> [TEXT TO READ]:
__________________________________________________

Why do we play ?

Nicolas C
7 min readOct 7, 2018

We all play. Even the most serious among us, those austere persons who don’t have time to waste, happen to shoot in a ball or challenge someone to a game of chess sometimes. Others are compulsive gamblers who don’t feel alive unless they are wagering their house in a game of dices. But why do we play ? What is, exactly, a game ? And what does this activity tell about us ?

It is a curious fact, upon close inspection, that every civilization integrates in its system an activity which is, almost by definition, useless. If I were to talk only about the Western world, I could mention the antic Olympic Games, knight’s tournaments or the World Cup, but also poker, dices, crosswords or Zelda. At first sight, it seems that what we call “a game” is any kind of activity in which we waste our (precious) energy in a way that isn’t productive for the rest of the society. Thankfully for us, a few brillant minds have already toiled to define the notion of games, and t;o divide into vague and porous categories its different manifestations.

What is a game ?

Let’s begin with a first question : what are the origins of games ? There is already a confusion on this point. Two conceptions oppose themselves : the first, and most popular, suggests that games are an emanation of culture — a society which is developed enough to form a culture produces games from the now-useless elements, such as the bow which is given to the child when no longer needed to hunt preys. Another, more original — hence, more interesting -, asserts that games are the origins of our culture. It’s, in a way, the chicken and egg situation.

__________________________________________________

> [STORED RECORDS]:
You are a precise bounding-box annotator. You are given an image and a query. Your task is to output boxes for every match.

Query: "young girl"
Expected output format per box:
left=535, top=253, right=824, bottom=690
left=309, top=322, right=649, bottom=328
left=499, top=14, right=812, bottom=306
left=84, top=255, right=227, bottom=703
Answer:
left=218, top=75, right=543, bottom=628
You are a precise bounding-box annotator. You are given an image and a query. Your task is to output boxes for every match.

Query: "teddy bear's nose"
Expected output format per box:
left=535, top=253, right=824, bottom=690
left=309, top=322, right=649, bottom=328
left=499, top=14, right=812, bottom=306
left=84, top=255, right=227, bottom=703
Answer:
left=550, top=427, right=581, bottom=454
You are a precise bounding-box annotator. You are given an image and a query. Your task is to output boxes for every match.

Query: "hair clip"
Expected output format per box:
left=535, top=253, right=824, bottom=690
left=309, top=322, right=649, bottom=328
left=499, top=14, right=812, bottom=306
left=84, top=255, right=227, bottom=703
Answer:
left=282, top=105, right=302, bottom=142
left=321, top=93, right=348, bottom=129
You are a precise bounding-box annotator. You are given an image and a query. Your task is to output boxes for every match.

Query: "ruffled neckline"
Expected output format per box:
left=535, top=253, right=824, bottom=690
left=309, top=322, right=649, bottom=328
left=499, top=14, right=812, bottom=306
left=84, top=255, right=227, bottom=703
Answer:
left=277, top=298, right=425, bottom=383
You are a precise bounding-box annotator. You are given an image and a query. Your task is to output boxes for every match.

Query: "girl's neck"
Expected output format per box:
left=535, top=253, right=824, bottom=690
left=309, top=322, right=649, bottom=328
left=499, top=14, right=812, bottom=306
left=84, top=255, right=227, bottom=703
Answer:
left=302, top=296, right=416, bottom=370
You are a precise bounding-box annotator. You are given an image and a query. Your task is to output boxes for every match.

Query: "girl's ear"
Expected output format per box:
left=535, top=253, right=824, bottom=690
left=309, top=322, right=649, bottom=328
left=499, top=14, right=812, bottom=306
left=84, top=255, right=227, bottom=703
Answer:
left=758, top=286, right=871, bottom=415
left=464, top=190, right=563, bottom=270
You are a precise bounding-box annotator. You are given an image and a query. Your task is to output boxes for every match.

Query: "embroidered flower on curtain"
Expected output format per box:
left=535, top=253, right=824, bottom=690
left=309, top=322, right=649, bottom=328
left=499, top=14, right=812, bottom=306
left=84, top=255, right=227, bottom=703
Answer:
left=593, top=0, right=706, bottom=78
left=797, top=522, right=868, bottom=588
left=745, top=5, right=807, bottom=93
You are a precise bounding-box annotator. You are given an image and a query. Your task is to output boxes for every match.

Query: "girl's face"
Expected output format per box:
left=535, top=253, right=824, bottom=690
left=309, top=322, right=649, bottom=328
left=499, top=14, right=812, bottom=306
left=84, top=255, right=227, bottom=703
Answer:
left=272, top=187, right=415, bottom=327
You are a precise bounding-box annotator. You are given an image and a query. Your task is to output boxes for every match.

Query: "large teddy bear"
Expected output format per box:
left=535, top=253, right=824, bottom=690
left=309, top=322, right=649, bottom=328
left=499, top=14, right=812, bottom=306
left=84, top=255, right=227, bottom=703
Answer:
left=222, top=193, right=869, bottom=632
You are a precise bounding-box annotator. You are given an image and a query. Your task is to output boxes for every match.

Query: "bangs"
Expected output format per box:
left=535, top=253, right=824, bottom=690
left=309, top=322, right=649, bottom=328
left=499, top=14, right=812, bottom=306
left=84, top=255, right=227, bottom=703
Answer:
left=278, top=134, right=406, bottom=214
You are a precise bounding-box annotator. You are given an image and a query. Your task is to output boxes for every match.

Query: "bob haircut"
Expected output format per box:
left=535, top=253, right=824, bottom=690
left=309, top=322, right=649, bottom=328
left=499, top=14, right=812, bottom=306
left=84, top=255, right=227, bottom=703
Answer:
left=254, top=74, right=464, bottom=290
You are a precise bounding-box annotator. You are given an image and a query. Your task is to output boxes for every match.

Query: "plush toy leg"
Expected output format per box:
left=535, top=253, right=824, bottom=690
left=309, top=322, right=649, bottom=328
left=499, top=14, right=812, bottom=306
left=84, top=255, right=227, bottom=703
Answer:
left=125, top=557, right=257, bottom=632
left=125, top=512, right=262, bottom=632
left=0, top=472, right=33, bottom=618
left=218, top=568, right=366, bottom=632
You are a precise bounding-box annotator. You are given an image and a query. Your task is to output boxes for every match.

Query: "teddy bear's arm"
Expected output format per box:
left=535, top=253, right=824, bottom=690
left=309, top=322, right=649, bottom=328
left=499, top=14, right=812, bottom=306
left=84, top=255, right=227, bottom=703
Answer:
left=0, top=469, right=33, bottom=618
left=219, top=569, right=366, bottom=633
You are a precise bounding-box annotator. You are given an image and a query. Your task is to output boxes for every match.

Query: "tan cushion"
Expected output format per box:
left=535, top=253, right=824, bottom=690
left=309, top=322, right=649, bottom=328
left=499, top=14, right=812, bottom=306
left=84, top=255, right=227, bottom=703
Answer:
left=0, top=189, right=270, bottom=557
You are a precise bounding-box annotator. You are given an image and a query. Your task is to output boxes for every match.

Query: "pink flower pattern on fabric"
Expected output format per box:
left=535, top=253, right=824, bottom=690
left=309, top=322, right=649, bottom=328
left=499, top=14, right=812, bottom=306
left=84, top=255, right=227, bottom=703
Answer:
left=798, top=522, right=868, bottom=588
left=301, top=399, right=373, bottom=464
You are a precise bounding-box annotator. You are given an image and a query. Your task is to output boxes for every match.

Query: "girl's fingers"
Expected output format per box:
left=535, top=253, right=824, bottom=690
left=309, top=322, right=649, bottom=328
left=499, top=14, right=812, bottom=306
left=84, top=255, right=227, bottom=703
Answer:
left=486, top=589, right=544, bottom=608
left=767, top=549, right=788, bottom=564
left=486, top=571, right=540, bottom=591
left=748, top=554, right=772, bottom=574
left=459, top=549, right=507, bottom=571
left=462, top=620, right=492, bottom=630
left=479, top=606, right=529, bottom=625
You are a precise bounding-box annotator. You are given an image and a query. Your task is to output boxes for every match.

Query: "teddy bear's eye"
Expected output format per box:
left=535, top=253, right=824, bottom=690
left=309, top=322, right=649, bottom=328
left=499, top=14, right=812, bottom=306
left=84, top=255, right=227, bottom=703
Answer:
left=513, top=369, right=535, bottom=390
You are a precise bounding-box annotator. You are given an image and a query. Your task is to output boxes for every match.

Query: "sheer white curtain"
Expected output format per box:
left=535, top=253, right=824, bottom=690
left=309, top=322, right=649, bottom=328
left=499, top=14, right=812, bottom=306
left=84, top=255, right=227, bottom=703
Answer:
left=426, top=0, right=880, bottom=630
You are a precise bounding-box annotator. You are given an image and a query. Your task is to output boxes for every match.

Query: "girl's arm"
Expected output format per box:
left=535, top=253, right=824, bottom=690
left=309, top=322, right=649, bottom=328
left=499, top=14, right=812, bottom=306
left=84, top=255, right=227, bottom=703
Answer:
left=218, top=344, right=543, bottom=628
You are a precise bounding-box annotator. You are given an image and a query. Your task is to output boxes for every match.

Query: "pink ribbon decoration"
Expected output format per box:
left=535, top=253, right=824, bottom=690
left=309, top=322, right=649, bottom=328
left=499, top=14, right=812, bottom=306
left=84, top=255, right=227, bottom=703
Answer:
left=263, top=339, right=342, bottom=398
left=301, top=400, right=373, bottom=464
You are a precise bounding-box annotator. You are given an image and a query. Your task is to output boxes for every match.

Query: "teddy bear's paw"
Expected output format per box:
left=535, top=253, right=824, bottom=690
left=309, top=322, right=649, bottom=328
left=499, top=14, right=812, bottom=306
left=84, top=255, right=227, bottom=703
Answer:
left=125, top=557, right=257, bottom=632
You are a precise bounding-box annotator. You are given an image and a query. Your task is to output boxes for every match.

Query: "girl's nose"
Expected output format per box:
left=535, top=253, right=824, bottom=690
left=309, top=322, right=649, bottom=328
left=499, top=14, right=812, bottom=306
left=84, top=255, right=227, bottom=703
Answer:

__________________________________________________

> [INSTRUCTION]: Copy everything in the essay on play from "Let’s begin with" down to "and egg situation.". Work only from the essay on play, not the rows.

> [PROBLEM SOLUTION]:
Let’s begin with a first question : what are the origins of games ? There is already a confusion on this point. Two conceptions oppose themselves : the first, and most popular, suggests that games are an emanation of culture — a society which is developed enough to form a culture produces games from the now-useless elements, such as the bow which is given to the child when no longer needed to hunt preys. Another, more original — hence, more interesting -, asserts that games are the origins of our culture. It’s, in a way, the chicken and egg situation.